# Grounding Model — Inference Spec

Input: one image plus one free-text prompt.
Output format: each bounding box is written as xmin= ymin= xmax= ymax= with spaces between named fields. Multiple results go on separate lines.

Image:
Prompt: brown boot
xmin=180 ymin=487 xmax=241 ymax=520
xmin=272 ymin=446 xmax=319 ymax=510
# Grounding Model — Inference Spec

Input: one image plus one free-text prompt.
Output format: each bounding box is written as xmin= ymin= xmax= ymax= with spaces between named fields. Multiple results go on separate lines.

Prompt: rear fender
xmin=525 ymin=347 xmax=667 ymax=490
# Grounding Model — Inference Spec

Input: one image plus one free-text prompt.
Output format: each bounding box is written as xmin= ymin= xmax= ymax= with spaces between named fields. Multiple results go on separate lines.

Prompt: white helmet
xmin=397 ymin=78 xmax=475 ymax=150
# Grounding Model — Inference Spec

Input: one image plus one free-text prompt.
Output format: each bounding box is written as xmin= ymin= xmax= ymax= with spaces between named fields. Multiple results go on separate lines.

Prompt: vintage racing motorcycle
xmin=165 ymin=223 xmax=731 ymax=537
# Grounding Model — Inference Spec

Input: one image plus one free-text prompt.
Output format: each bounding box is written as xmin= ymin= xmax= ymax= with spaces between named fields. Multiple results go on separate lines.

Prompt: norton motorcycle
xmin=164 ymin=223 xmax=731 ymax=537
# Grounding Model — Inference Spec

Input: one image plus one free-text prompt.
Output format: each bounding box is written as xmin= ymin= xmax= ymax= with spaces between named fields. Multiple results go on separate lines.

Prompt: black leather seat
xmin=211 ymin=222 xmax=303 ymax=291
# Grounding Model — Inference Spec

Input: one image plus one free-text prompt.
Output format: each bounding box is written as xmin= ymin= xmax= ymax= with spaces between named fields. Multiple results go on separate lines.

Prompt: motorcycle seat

------------------------------------

Your instructions => Rewrite all of the material above as a numbered list, one line per item, with the blank lines omitted.

The output =>
1. # Grounding Model — Inference Spec
2. Input: one image plus one free-text prompt.
3. Output format: each bounding box is written as xmin= ymin= xmax= ymax= with spaces between named fields. Multiple results go on separate lines.
4. Image:
5. Prompt: brown boot
6. xmin=180 ymin=487 xmax=241 ymax=520
7. xmin=272 ymin=446 xmax=319 ymax=510
8. # Grounding Model — Inference Spec
9. Input: one image plus one free-text prompt.
10. Output format: each bounding box is written as xmin= ymin= xmax= ymax= with spaces between named fields. Multiple results go on separate lines.
11. Prompt: rear fender
12. xmin=525 ymin=347 xmax=667 ymax=490
13. # Grounding Model — Inference Spec
14. Input: one image plus one free-text prompt.
15. Output format: each bounding box is written as xmin= ymin= xmax= ymax= with spaces between named fields. Multiple results go on separate lines.
16. Prompt: white helmet
17. xmin=397 ymin=78 xmax=475 ymax=150
18. # Grounding Model — Inference Spec
19. Input: one image plus one free-text prompt.
20. Output format: each bounding box is written as xmin= ymin= xmax= ymax= with spaces between named fields. Multiple results go on separate lines.
21. Prompt: vintage racing motorcycle
22. xmin=165 ymin=223 xmax=731 ymax=537
23. # Grounding Model — Inference Spec
24. Input: one image plus one free-text prompt.
25. Output format: each bounding box is written as xmin= ymin= xmax= ymax= with spaces between named fields. Multiple results go on separate lines.
26. Prompt: norton motorcycle
27. xmin=164 ymin=223 xmax=731 ymax=537
28. # Grounding Model — Inference Spec
29. Input: one image plus one free-text prompt.
30. Output format: each bounding box is written as xmin= ymin= xmax= ymax= with spaces between named fields. Multiple results go on separate lines.
31. Prompt: black leather seat
32. xmin=211 ymin=222 xmax=303 ymax=291
33. # Grounding Model — Inference Spec
34. Input: one image plus one free-text prompt.
35. Output format: each bounding box is written as xmin= ymin= xmax= ymax= with spaces between named fields. Multiple results go on separate lines.
36. Prompt: motorcycle seat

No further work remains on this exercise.